— Given task —
Return, word for word, every line that follows.

— Listed records —
------------------------------------

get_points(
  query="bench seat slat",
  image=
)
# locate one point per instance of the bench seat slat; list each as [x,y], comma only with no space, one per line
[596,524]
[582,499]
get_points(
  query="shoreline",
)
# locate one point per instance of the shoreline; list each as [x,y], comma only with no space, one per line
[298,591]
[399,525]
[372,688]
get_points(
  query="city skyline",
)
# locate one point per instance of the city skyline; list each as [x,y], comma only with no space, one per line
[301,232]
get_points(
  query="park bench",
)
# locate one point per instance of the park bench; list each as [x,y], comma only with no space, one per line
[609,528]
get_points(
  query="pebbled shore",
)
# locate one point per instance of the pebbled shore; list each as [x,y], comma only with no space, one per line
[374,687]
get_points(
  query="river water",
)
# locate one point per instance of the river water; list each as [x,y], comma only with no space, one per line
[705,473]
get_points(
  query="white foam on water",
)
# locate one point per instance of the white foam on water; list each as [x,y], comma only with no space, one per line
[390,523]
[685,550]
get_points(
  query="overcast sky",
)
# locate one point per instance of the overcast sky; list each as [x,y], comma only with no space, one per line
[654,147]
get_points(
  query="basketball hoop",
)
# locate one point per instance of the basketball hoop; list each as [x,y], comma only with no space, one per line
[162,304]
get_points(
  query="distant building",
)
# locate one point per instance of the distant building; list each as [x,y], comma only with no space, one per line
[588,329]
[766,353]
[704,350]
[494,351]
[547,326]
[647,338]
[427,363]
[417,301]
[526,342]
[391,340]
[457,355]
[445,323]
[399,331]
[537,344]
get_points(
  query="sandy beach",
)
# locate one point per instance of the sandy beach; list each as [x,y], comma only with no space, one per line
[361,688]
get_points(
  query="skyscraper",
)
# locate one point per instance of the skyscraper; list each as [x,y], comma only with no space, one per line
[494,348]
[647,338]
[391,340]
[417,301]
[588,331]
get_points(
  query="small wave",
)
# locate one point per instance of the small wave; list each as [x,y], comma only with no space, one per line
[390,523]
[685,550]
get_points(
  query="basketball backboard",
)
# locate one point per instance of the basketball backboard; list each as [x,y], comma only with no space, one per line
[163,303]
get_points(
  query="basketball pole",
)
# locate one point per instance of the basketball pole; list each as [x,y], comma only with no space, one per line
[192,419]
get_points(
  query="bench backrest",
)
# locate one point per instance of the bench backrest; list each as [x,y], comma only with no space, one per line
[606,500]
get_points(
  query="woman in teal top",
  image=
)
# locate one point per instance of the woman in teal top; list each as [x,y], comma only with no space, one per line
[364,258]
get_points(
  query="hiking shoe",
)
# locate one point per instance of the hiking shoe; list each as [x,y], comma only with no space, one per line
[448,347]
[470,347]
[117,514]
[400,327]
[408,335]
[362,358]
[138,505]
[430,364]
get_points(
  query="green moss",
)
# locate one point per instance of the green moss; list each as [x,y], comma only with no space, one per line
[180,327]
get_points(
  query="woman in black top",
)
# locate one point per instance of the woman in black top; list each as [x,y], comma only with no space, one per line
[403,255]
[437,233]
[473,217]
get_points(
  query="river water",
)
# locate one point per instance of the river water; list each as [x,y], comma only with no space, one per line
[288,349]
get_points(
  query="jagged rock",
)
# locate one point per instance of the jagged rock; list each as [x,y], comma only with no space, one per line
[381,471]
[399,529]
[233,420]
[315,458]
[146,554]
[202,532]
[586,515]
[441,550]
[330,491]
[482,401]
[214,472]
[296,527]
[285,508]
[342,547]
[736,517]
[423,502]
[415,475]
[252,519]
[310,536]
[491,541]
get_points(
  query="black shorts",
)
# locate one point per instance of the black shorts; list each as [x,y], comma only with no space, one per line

------------------------------------

— Answer to this task —
get_points(
  query="bench seat slat",
  image=
)
# locate one point per instance of the bench seat slat; list each as [x,y], comma only with no space, one per line
[596,524]
[582,499]
get_points(
  query="shoreline",
)
# locate one point per instance of the shoreline; list each as [x,y], comma only with no space, one per line
[298,591]
[399,525]
[372,688]
get_points(
  query="city skyline",
)
# locate one point per instance of the city skyline; list each as [x,y], comma only with no space, one per line
[301,232]
get_points(
  query="park bench",
)
# locate one point per instance of the park bench; list each as [x,y], comma only with no space, one per line
[609,528]
get_points(
  query="pebbled shore",
)
# locate one point per instance of the pebbled shore; list each as [x,y], comma only with no space, one per line
[374,687]
get_points(
  query="river water",
)
# locate one point per instance of the river water; list each as [x,y], comma only with no space, one per line
[705,473]
get_points(
  query="white foam on water",
)
# locate one point per instance of the white foam on water; list each as [x,y], comma only with no space, one per line
[390,523]
[685,550]
get_points(
  query="overcast sky",
)
# locate one point per instance of the overcast sky; list each as [x,y], comma only with no space, one per line
[654,147]
get_points(
  query="basketball hoop",
)
# locate one point per instance of the basketball hoop; list each as [x,y], comma only with no space, one per line
[162,304]
get_points(
  query="distant building",
)
# locate one point per instance of the distant building; list each as [x,y], comma only with no space, one per line
[588,329]
[766,353]
[704,350]
[494,351]
[547,326]
[647,338]
[427,363]
[417,301]
[526,342]
[391,340]
[457,355]
[445,323]
[399,331]
[537,344]
get_points(
  query="sandy beach",
)
# locate one point per instance of the sandy beach; list each as [x,y], comma only with no space, one per line
[361,688]
get_points(
  query="skyscraper",
)
# locate one point per instance of the skyscraper; list each as [x,y], comma only with no space, one per line
[494,348]
[647,338]
[391,340]
[417,301]
[588,331]
get_points(
  query="small wave",
)
# locate one point per instance of the small wave; list each as [x,y], comma only with no space, one per line
[390,523]
[685,550]
get_points(
  query="basketball backboard",
)
# locate one point per instance of the basketball backboard; list each as [x,y], comma only with no space, one per line
[163,303]
get_points(
  query="basketball pole",
)
# locate one point per instance of the basketball pole; list each as [x,y], comma only with no space, one per line
[192,419]
get_points(
  query="bench backrest",
)
# locate one point per instance of the bench backrest; list each as [x,y], comma only with no space, one per line
[606,500]
get_points(
  query="woman in teal top",
  image=
)
# locate one point per instance of the woman in teal top; list each as [x,y], comma only with no space, one per line
[364,258]
get_points(
  query="hiking shoe",
)
# locate one point per instance of the hiking shoe; list each as [x,y], comma only with no space, one per line
[448,347]
[470,347]
[117,514]
[400,327]
[408,335]
[362,358]
[138,505]
[430,364]
get_points(
  query="green moss",
)
# locate one point per instance of the green moss; list each as [x,y], comma only with no space, one per line
[180,327]
get_points(
  query="woman in black top",
)
# locate one point per instance of the woman in black top; list each as [x,y], comma only with no space, one per line
[403,255]
[437,233]
[473,217]
get_points(
  query="river water",
)
# locate one point per instance of the river water; list each as [x,y], comma only with no space, one per line
[288,349]
get_points(
  query="jagged rock",
)
# locate one point per instance of the jagged rock; list each as [x,y], comma only with no space, one per line
[381,471]
[399,529]
[233,420]
[315,458]
[146,554]
[202,532]
[586,515]
[441,550]
[330,491]
[482,401]
[214,472]
[296,527]
[285,508]
[342,547]
[736,517]
[423,502]
[415,475]
[252,519]
[310,536]
[491,541]
get_points(
  query="black shorts",
)
# locate one point per instance of the black shorts; list each as [x,y], comma only with no space, one per line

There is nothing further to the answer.